### Problem details:
The line containing "of the purple" and every line after it, through the end of the records below: repeat them exactly, nothing more.

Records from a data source
—————
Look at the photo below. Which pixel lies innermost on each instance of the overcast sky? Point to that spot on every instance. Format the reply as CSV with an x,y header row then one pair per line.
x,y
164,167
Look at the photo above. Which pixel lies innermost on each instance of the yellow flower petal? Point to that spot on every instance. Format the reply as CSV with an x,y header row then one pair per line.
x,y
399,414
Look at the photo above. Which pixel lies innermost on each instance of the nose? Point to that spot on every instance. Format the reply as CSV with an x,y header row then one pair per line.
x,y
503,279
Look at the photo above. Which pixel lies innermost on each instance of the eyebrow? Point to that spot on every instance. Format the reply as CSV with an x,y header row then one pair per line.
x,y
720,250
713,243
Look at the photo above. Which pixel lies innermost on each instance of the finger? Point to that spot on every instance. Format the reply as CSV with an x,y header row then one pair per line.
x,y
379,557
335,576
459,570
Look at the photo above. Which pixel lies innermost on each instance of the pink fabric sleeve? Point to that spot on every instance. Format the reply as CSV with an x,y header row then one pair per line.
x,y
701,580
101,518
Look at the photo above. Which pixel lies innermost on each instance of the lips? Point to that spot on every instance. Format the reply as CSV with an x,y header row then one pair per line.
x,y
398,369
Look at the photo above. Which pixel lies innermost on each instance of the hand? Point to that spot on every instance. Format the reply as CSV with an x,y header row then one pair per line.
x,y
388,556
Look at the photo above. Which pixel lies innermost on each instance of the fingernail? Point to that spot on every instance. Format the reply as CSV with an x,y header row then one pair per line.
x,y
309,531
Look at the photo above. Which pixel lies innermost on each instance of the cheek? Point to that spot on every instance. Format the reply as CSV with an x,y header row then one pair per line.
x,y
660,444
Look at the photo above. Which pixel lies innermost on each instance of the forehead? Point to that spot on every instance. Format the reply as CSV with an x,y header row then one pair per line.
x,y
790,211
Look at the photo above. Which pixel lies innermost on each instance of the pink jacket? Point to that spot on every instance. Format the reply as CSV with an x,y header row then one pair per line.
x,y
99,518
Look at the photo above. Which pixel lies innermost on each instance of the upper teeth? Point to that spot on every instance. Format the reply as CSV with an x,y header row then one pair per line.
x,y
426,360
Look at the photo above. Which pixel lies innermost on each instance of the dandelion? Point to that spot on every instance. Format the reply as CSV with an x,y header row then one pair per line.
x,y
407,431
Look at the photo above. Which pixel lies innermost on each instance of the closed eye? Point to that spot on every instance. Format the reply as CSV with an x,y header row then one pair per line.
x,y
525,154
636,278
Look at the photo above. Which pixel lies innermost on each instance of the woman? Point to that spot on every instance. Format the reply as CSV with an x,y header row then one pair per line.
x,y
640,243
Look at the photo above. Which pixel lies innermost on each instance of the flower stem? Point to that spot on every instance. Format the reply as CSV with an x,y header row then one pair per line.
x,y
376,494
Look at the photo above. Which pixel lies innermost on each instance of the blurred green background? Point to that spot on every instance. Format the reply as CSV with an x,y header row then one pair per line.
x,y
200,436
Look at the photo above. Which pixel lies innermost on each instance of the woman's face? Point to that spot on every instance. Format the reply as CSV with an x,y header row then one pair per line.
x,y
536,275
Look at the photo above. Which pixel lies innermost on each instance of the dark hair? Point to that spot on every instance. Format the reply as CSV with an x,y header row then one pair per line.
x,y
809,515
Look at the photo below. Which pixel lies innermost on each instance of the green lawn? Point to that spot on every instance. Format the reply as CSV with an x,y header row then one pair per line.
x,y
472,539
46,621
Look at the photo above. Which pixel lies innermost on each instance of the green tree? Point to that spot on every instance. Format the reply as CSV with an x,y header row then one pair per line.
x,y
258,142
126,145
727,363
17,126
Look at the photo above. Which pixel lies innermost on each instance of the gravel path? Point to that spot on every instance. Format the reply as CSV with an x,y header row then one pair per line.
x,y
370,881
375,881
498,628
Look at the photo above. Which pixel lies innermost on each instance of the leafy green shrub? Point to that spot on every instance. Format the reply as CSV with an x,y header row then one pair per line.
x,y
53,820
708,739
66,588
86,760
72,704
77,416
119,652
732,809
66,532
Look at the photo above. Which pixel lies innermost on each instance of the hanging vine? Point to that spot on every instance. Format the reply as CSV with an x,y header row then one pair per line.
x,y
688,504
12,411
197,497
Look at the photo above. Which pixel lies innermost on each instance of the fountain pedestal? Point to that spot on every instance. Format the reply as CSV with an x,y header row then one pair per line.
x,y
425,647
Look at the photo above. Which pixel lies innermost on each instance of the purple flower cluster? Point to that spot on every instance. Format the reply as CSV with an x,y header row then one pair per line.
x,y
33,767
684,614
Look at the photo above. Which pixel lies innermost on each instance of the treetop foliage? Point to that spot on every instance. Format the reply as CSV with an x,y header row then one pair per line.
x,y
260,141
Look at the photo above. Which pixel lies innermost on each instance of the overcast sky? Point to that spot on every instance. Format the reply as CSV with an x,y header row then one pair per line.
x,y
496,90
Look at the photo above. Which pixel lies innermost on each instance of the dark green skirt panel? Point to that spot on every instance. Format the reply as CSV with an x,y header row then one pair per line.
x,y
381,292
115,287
—————
### Output for this exercise:
Look at the photo above. Which pixel lies innermost on each instance of the purple flower cluster? Point to that spot on every instance. Format the reply as CSV with an x,y header row then one pair per line.
x,y
33,767
684,614
Look at the photo above. Which pixel lies innermost on each instance of the treetop foliage? Point to that spot on every instance. Format the reply as CSV with an x,y header row then one pair per line.
x,y
260,141
Look at the photo above. Which pixel lies innermost on each instance of the overcast sky? Point to that spot on every instance. Format the reply as CSV with an x,y header row then one pair per line.
x,y
496,90
Look at the photo above. Which pixel lies innermost on each instance of the dark green skirt panel? Point to that spot on every instance. Format the reply as CSV with an x,y header row then one pair per line.
x,y
381,292
115,287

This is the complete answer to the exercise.